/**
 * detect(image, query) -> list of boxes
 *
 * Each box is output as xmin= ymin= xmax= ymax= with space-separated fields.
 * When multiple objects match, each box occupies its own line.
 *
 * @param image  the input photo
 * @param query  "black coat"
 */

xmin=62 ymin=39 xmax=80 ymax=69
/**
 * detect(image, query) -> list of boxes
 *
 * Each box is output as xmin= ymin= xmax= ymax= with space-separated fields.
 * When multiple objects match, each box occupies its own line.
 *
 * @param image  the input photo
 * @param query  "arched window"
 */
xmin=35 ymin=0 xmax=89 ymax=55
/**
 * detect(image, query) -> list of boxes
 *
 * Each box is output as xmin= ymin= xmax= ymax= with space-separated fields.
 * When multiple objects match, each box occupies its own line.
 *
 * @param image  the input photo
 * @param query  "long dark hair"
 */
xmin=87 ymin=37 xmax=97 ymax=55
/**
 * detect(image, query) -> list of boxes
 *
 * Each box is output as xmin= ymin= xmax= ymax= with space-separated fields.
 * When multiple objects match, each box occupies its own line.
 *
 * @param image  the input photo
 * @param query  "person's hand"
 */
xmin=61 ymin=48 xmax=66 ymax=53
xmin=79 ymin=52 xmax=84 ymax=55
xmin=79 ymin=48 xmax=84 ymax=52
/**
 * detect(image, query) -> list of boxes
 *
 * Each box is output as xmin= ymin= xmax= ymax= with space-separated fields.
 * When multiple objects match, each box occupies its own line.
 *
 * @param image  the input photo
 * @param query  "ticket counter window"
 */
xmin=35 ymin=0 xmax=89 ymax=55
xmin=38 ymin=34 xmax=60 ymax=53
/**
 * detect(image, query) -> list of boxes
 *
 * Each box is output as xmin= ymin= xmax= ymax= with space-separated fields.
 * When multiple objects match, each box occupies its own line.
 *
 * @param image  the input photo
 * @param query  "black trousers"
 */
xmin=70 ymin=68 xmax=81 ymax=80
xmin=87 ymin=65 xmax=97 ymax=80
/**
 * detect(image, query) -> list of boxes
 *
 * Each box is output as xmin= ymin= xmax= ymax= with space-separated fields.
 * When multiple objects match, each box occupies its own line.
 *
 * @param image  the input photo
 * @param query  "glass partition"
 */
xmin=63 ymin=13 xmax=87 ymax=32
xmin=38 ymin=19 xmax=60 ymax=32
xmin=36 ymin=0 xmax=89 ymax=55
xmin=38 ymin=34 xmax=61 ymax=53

******************************

## Activity
Repeat the data in its entirety, word for word.

## Problem solution
/**
 * detect(image, query) -> list of boxes
 *
 * Each box is output as xmin= ymin= xmax= ymax= with space-separated fields.
 * When multiple objects match, each box occupies its own line.
 *
 * @param image  the input photo
 * @param query  "black coat"
 */

xmin=62 ymin=39 xmax=80 ymax=69
/**
 * detect(image, query) -> list of boxes
 *
 * Each box is output as xmin= ymin= xmax= ymax= with space-separated fields.
 * When multiple objects match, each box occupies its own line.
 *
 * @param image  the input photo
 * @param query  "arched window"
 */
xmin=35 ymin=0 xmax=89 ymax=55
/**
 * detect(image, query) -> list of boxes
 *
 * Each box is output as xmin= ymin= xmax= ymax= with space-separated fields.
 * When multiple objects match, each box occupies its own line.
 *
 * @param image  the input photo
 * @param query  "long dark hair"
 */
xmin=87 ymin=37 xmax=97 ymax=55
/**
 * detect(image, query) -> list of boxes
 *
 * Each box is output as xmin= ymin= xmax= ymax= with space-separated fields.
 * When multiple objects match, each box occupies its own line.
 *
 * @param image  the input photo
 * @param query  "person's hand"
 */
xmin=61 ymin=48 xmax=66 ymax=53
xmin=79 ymin=52 xmax=84 ymax=55
xmin=79 ymin=48 xmax=84 ymax=52
/**
 * detect(image, query) -> list of boxes
 *
 * Each box is output as xmin= ymin= xmax= ymax= with space-separated fields.
 * When multiple objects match, each box occupies its own line.
 *
 * @param image  the input photo
 * @param query  "ticket counter window"
 */
xmin=35 ymin=0 xmax=89 ymax=55
xmin=38 ymin=34 xmax=60 ymax=53
/**
 * detect(image, query) -> list of boxes
 *
 * Each box is output as xmin= ymin= xmax= ymax= with space-separated fields.
 * When multiple objects match, each box occupies its own line.
 *
 * @param image  the input photo
 * @param query  "black trousers"
 */
xmin=70 ymin=68 xmax=81 ymax=80
xmin=87 ymin=65 xmax=97 ymax=80
/**
 * detect(image, query) -> list of boxes
 *
 * Each box is output as xmin= ymin= xmax= ymax= with space-separated fields.
 * When multiple objects match, each box occupies its own line.
 *
 * @param image  the input photo
 * @param query  "glass partition"
 */
xmin=63 ymin=13 xmax=87 ymax=32
xmin=38 ymin=19 xmax=60 ymax=32
xmin=36 ymin=0 xmax=89 ymax=55
xmin=38 ymin=34 xmax=61 ymax=53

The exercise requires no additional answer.